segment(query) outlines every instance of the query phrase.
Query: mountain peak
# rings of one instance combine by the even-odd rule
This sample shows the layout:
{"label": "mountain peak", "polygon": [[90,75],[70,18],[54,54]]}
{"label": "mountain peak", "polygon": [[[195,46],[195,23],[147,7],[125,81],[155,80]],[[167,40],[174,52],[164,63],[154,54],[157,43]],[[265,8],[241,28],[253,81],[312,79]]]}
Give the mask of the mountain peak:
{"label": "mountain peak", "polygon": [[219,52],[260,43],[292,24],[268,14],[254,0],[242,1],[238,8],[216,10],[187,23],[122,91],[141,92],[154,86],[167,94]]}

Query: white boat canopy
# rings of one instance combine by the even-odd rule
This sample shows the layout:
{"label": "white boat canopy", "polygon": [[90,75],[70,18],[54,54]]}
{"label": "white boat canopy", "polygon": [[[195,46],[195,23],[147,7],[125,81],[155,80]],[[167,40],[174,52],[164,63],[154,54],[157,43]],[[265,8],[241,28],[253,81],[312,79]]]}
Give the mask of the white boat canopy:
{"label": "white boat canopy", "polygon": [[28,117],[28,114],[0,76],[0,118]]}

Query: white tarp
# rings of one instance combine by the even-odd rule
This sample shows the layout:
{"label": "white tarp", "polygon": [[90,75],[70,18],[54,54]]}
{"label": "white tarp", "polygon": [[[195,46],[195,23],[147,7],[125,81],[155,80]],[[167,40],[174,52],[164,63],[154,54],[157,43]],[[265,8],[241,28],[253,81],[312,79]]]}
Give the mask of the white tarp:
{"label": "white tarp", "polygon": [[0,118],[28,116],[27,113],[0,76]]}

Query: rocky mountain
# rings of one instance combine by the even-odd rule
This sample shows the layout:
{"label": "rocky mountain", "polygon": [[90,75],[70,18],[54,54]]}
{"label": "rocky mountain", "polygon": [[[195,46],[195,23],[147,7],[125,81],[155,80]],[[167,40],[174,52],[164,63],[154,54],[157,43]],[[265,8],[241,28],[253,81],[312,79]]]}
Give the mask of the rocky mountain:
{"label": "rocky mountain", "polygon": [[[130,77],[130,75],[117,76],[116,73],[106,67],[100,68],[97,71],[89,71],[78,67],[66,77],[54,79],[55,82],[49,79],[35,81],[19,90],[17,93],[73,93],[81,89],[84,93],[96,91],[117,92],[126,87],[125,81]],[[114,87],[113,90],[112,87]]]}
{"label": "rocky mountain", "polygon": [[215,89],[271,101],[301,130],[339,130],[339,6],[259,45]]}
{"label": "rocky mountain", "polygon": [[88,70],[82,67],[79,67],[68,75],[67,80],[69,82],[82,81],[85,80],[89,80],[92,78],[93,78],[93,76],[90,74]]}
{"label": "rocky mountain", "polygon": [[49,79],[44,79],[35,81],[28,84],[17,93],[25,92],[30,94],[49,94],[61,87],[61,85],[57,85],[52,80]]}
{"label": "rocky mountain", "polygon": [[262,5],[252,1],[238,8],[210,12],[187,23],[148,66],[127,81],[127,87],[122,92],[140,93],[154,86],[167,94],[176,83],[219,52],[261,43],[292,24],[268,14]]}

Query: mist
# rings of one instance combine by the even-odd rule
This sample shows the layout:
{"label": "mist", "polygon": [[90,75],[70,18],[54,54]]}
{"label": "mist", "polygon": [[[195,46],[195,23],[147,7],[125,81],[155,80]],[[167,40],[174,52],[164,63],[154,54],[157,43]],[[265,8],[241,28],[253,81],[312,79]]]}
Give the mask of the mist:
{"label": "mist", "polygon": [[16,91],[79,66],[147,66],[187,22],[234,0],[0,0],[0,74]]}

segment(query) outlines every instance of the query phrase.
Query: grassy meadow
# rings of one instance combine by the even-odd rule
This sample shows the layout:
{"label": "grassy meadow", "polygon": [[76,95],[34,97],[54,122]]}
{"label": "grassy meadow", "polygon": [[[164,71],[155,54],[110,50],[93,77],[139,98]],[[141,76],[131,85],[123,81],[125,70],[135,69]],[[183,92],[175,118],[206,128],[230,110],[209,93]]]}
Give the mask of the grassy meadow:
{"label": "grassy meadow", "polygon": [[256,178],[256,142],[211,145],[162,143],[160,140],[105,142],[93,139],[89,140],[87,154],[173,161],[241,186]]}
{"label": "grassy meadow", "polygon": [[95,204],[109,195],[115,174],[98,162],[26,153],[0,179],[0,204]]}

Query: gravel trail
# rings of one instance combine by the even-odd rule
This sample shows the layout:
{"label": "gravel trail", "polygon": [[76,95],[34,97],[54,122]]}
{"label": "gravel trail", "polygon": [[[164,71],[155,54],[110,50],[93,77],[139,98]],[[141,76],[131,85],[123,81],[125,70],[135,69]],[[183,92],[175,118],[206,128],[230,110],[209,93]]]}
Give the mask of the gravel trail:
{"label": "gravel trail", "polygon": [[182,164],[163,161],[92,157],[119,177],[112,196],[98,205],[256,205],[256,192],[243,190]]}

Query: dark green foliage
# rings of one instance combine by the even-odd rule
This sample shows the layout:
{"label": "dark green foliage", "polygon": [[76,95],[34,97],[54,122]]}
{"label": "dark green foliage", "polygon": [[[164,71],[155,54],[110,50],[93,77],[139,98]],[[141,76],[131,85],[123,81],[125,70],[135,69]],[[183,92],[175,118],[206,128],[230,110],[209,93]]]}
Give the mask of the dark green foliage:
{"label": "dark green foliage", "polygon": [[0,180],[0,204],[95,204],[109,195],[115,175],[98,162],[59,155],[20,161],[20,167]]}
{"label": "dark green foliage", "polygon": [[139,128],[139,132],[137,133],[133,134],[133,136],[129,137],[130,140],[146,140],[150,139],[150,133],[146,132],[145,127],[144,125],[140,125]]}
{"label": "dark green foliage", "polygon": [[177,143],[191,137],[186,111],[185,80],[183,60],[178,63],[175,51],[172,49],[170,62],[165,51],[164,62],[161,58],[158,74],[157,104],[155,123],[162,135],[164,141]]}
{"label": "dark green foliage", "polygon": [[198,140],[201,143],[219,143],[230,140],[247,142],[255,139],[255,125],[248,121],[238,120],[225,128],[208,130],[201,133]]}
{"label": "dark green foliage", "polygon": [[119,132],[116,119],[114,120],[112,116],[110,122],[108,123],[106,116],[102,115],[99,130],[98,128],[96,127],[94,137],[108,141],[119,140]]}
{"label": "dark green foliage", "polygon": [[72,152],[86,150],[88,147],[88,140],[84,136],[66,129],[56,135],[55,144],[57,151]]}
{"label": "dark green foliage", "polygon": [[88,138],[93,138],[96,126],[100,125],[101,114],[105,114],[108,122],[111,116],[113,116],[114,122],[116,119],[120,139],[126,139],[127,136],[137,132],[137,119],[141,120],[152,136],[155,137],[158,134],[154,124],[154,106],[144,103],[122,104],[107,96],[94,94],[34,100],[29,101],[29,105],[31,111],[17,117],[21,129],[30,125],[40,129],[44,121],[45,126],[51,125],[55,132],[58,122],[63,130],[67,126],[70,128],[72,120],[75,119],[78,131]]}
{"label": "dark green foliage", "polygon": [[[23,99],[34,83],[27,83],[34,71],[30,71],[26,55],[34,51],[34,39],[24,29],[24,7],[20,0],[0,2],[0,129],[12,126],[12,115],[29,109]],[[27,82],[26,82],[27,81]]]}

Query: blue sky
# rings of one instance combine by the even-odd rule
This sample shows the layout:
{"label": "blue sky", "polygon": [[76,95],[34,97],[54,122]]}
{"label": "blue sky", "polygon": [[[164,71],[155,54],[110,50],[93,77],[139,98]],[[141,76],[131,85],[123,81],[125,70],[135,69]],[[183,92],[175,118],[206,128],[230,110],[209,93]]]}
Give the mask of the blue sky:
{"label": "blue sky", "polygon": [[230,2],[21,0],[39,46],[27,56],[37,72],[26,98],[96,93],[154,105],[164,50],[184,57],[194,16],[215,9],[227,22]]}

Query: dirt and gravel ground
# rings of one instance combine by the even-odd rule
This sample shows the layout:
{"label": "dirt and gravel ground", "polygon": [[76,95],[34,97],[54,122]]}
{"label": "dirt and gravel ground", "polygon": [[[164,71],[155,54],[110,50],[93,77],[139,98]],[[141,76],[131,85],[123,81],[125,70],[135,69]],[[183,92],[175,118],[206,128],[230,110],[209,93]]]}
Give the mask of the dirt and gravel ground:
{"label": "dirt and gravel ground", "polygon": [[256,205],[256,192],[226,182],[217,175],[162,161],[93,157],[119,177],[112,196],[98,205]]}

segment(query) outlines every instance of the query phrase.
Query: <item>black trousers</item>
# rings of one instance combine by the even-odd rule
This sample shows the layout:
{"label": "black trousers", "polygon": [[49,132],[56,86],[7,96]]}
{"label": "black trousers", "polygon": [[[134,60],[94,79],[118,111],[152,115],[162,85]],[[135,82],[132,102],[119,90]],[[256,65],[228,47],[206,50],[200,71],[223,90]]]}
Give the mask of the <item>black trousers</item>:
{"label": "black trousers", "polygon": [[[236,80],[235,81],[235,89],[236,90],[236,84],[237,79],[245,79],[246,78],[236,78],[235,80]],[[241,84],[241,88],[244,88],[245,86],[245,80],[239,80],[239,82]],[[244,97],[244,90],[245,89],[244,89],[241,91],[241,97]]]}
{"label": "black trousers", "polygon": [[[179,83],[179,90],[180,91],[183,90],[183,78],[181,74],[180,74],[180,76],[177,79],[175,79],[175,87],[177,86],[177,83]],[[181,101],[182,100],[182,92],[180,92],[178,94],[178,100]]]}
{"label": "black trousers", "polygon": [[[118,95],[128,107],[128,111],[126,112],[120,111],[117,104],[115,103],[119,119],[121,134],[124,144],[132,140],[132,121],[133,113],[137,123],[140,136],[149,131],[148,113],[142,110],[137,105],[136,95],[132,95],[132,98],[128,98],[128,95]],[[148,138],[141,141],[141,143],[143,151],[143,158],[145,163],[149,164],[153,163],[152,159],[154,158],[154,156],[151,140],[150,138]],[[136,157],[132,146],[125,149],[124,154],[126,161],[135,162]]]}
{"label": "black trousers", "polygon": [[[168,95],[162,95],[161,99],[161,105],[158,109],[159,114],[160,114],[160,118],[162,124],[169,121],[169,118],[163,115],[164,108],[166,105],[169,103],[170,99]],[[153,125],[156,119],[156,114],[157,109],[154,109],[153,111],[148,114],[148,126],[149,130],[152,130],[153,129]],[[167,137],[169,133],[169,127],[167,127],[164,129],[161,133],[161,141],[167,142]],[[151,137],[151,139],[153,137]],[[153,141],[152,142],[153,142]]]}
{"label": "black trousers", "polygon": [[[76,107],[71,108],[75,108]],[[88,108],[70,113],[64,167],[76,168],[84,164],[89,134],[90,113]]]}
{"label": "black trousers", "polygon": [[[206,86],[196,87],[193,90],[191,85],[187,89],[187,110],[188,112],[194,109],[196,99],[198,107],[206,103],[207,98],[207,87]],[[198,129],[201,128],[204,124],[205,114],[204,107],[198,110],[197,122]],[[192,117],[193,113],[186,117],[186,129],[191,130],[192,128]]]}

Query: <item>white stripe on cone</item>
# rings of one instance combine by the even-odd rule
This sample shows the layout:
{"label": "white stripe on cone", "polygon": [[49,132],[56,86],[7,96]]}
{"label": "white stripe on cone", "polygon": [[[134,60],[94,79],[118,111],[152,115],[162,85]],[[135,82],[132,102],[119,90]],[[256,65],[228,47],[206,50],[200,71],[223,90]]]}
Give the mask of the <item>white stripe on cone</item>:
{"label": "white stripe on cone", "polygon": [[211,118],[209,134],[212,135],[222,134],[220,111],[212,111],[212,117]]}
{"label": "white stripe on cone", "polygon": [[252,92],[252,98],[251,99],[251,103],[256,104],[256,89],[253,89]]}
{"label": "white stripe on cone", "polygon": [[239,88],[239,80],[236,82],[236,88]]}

### Task prompt
Copy out the records verbatim, from the line with "Query: gravel trail" up to and including the line with "Give the mask of the gravel".

### The reply
Query: gravel trail
# rings of one instance combine by the even-odd rule
This sample shows the layout:
{"label": "gravel trail", "polygon": [[76,95],[34,97],[54,122]]}
{"label": "gravel trail", "polygon": [[[164,71],[155,54],[110,50],[93,77],[139,98]],[[141,76],[131,85],[123,81],[125,70],[135,69]],[[183,92],[175,118],[206,128],[230,110],[209,93]]]}
Give the mask of the gravel trail:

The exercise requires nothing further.